#### Records supplied:
::::::

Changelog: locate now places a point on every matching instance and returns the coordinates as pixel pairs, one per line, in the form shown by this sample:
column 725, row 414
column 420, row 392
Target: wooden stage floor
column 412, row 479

::::::

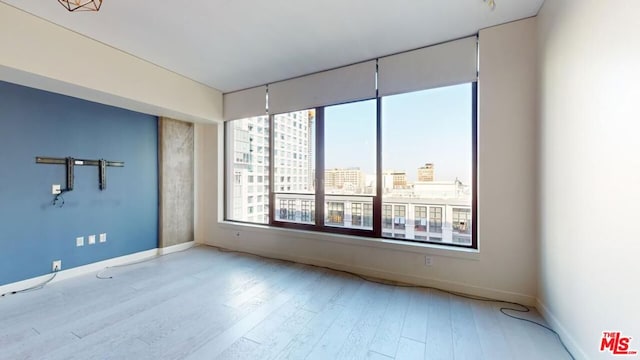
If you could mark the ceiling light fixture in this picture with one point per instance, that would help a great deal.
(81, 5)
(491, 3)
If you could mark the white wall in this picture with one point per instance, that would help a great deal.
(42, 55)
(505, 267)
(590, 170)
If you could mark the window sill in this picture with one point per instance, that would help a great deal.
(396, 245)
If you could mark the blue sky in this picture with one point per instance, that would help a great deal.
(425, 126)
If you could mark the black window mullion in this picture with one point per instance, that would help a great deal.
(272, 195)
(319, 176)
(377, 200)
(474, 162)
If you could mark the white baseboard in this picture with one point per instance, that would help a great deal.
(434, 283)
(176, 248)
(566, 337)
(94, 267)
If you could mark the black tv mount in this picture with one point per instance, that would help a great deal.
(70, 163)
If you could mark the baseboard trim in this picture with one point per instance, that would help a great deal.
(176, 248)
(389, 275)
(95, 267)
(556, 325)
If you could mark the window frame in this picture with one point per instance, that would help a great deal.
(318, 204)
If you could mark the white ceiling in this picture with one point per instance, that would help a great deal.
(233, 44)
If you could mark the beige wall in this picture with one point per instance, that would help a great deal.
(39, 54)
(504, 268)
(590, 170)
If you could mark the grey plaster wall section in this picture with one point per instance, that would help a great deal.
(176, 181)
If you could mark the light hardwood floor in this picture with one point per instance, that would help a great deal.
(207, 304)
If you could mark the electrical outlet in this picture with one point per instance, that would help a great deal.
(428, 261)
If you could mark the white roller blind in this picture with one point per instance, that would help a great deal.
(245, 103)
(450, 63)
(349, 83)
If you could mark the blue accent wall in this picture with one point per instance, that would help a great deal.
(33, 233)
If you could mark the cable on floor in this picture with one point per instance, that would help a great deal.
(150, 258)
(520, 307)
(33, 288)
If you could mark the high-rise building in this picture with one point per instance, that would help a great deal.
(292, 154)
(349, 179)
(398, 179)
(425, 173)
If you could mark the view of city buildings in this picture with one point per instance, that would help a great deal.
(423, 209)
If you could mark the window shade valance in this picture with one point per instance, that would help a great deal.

::::::

#### Exercise:
Taking the records above, retype every line from the one with "If you could mark the white ceiling" down to the one with "If you could mark the window shade", exactly and with nothing else.

#### Answer section:
If you could mark the white ceiling in this picture with one point per instance, that would help a great deal.
(233, 44)
If you could mark the beige wall in this picture with one point per instance, that would help a great deal.
(39, 54)
(504, 268)
(590, 170)
If you could mark the grey plaster wall section in this picture with one point per instance, that would help a great deal.
(176, 181)
If you could mark the light hardwood floor in this picture with one point per instance, that would help a great deal.
(207, 304)
If you could mark the electrical outlet in this picture with one point per instance, that would help a great deal.
(428, 261)
If you could mark the white roller blind in this picture with one point per instance, that would help a great deal.
(245, 103)
(450, 63)
(349, 83)
If you could mark the blue accent wall in this picture with one point per instance, that would help a great deal.
(33, 233)
If you could mark the cable on floor in this picture with one point per instance, that would help a great deal.
(150, 258)
(520, 307)
(33, 288)
If you could mark the high-rise building in this picture with one point per instance, that would help a great deal.
(292, 154)
(349, 179)
(398, 179)
(425, 173)
If you could mark the view of city buildings in this picture with one point per instance, that would help a great deal.
(423, 209)
If you could mark the window shade valance in this picture with one point per instance, that would help a great deal.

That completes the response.